How to complete this task: Repeat each entry below without omitting a single word.

[Records from a collection]
====
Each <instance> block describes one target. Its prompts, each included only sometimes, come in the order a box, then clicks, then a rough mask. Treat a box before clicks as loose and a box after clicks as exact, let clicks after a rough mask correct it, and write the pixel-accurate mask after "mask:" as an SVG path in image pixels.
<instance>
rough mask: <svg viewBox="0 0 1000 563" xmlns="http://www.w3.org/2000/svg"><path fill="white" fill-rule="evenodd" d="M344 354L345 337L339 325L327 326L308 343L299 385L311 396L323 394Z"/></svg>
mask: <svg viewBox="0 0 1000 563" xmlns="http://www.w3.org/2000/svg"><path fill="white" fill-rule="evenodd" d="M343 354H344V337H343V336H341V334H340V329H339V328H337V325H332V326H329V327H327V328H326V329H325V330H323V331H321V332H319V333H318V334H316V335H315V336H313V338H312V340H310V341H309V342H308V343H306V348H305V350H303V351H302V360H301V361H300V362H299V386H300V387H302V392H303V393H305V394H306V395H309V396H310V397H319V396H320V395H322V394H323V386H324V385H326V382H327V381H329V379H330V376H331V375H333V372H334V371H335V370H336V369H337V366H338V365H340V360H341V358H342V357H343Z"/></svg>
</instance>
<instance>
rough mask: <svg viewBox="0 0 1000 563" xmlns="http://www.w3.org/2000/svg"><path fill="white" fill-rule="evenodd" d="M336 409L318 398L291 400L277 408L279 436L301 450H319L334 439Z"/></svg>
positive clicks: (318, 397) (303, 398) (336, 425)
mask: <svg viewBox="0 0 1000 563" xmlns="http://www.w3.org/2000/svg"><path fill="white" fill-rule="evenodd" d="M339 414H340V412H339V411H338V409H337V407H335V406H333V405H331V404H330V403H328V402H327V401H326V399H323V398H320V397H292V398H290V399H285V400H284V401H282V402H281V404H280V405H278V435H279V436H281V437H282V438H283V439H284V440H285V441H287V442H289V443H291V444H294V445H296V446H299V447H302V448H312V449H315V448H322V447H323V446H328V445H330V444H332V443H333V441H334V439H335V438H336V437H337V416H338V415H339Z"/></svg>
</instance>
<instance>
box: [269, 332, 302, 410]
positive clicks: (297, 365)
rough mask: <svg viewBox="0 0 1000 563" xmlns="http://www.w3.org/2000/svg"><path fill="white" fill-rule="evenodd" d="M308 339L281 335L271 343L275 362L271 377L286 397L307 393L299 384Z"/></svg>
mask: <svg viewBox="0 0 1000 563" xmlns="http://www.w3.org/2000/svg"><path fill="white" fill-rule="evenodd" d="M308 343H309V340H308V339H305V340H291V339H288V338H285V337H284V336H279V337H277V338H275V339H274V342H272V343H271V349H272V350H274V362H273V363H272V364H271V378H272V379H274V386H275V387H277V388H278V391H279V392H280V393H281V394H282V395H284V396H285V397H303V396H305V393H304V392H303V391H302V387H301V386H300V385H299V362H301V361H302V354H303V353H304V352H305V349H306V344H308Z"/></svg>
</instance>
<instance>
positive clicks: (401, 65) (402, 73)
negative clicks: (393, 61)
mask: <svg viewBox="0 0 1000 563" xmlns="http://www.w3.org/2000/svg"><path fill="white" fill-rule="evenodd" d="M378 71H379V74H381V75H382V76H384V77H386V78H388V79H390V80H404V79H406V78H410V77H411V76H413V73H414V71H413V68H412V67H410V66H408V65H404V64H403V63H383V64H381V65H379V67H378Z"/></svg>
====
Written solution:
Each <instance> block describes one target. Its prompts, each included only sometimes, come in the order a box, then clicks, then a rough mask. Treat a box before clicks as loose and a box after clicks as exact, let clicks after a rough mask correct it, and write the pixel-accurate mask after "mask:" as an SVG path in image pixels.
<instance>
rough mask: <svg viewBox="0 0 1000 563" xmlns="http://www.w3.org/2000/svg"><path fill="white" fill-rule="evenodd" d="M344 354L345 337L339 325L327 326L308 343L299 385L311 396L323 394Z"/></svg>
mask: <svg viewBox="0 0 1000 563" xmlns="http://www.w3.org/2000/svg"><path fill="white" fill-rule="evenodd" d="M343 354H344V337H343V336H341V334H340V329H339V328H337V325H332V326H329V327H327V328H326V329H325V330H323V331H321V332H319V333H318V334H316V335H315V336H313V338H312V340H310V341H309V342H308V343H306V348H305V350H303V351H302V360H301V361H300V362H299V386H300V387H302V392H303V393H305V394H306V395H309V396H310V397H319V396H320V395H322V394H323V386H324V385H326V382H327V381H329V379H330V376H331V375H333V372H334V371H335V370H336V369H337V366H338V365H340V360H341V358H342V357H343Z"/></svg>
</instance>
<instance>
rough mask: <svg viewBox="0 0 1000 563" xmlns="http://www.w3.org/2000/svg"><path fill="white" fill-rule="evenodd" d="M336 409L318 398L291 400L277 408L279 436L301 450H319L334 439Z"/></svg>
positive clicks: (318, 397) (303, 398) (336, 425)
mask: <svg viewBox="0 0 1000 563" xmlns="http://www.w3.org/2000/svg"><path fill="white" fill-rule="evenodd" d="M339 414H340V412H339V411H338V409H337V407H335V406H333V405H331V404H330V403H328V402H327V401H326V399H323V398H320V397H292V398H290V399H285V400H284V401H282V402H281V404H280V405H278V435H279V436H281V437H282V438H283V439H284V440H285V441H287V442H289V443H291V444H294V445H296V446H299V447H302V448H312V449H315V448H322V447H323V446H328V445H330V444H332V443H333V441H334V439H335V438H336V437H337V416H338V415H339Z"/></svg>
</instance>
<instance>
box: [269, 332, 302, 410]
positive clicks: (297, 365)
rough mask: <svg viewBox="0 0 1000 563" xmlns="http://www.w3.org/2000/svg"><path fill="white" fill-rule="evenodd" d="M308 339L281 335L271 343L275 362L271 377L286 397L307 393L299 384Z"/></svg>
mask: <svg viewBox="0 0 1000 563" xmlns="http://www.w3.org/2000/svg"><path fill="white" fill-rule="evenodd" d="M308 343H309V340H308V339H305V340H291V339H288V338H285V337H284V336H279V337H277V338H275V339H274V342H272V343H271V349H272V350H274V362H273V363H272V364H271V378H272V379H274V386H275V387H277V388H278V391H279V392H280V393H281V394H282V395H284V396H285V397H303V396H305V393H304V392H303V391H302V387H301V386H300V385H299V362H301V361H302V354H303V353H304V352H305V349H306V344H308Z"/></svg>
</instance>
<instance>
positive clicks: (401, 65) (402, 73)
negative clicks: (393, 61)
mask: <svg viewBox="0 0 1000 563" xmlns="http://www.w3.org/2000/svg"><path fill="white" fill-rule="evenodd" d="M378 71H379V74H381V75H382V76H384V77H386V78H388V79H390V80H404V79H406V78H410V77H411V76H413V73H414V71H413V68H412V67H410V66H408V65H404V64H403V63H383V64H381V65H379V67H378Z"/></svg>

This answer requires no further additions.